● **Dataset rows**:
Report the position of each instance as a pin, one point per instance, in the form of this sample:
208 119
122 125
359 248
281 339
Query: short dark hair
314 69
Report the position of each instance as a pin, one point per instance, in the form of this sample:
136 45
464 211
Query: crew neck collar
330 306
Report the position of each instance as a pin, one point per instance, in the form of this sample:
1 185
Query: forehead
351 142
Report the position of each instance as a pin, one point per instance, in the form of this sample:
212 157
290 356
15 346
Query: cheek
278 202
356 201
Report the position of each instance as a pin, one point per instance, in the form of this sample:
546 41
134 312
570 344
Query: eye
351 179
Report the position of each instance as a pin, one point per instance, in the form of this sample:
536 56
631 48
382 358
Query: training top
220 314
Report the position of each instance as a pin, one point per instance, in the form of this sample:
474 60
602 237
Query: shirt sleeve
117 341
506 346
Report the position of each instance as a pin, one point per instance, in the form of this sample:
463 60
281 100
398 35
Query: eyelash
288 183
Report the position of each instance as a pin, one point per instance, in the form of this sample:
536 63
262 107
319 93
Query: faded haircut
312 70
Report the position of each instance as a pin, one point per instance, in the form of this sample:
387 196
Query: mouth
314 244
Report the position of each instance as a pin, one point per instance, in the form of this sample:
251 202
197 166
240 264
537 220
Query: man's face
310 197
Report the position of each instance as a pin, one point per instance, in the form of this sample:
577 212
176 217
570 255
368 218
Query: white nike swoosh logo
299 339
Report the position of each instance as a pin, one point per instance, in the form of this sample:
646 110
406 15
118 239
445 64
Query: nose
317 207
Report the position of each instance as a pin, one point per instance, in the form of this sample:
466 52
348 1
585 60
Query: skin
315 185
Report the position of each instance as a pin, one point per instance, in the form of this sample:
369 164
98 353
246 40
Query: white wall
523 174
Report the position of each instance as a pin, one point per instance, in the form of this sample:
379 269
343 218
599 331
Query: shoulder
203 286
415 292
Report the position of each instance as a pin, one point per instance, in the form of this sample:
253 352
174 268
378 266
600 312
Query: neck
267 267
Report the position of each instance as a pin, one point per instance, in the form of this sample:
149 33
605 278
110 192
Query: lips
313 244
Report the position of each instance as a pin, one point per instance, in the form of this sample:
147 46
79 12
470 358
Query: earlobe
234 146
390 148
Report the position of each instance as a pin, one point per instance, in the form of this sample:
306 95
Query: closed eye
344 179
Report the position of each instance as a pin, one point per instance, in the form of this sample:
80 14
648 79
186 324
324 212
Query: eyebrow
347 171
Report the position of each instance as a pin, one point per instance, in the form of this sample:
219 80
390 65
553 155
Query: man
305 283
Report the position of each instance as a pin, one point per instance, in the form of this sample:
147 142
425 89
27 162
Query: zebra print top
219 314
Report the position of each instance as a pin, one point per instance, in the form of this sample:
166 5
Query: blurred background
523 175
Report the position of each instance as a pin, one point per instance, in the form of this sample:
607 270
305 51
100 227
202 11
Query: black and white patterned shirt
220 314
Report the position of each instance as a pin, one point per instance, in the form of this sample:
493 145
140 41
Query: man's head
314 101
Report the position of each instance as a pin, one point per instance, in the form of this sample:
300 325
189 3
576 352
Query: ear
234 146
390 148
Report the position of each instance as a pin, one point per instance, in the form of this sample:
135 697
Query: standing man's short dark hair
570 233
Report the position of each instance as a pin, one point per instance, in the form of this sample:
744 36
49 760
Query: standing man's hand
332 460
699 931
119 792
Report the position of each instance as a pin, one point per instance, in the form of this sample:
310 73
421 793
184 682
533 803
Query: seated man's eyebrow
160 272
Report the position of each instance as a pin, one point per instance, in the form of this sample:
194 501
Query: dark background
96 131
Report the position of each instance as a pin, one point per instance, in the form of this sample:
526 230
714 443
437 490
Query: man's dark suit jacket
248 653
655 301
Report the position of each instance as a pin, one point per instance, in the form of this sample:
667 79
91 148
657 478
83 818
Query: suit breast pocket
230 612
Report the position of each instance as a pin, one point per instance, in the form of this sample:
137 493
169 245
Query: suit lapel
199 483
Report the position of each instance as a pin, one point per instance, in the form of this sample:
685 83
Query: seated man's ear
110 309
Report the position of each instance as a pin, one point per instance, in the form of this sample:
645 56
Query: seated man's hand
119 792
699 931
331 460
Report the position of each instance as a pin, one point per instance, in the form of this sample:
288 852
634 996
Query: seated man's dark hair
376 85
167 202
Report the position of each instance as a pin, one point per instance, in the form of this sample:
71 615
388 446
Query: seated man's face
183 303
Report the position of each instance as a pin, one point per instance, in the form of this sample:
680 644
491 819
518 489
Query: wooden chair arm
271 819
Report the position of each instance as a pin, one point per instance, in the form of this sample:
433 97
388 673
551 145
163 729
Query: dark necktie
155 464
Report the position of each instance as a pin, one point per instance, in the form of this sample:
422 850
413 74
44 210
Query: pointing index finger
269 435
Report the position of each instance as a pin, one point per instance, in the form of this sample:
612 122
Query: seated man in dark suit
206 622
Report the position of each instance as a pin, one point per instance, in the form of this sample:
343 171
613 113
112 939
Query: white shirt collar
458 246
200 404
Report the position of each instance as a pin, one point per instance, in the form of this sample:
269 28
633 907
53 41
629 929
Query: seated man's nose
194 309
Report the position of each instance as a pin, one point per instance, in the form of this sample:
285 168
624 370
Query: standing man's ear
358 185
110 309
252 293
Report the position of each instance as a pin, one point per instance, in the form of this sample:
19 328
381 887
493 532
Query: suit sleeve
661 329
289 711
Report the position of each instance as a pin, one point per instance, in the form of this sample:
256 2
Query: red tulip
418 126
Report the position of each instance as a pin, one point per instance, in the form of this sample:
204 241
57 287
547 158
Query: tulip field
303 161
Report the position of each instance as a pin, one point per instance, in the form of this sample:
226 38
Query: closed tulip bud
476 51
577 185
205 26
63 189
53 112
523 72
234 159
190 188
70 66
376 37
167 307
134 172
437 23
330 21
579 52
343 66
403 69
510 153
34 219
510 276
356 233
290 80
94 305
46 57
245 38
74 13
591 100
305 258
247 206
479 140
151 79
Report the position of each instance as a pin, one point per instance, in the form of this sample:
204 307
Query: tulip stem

● **WHAT THE TASK ASKS**:
Select each line in the data above that contains the string "collar", and copy those lines.

● **SOLUTION FOR THIS EXERCISE**:
Query: crew neck collar
Query: white shirt collar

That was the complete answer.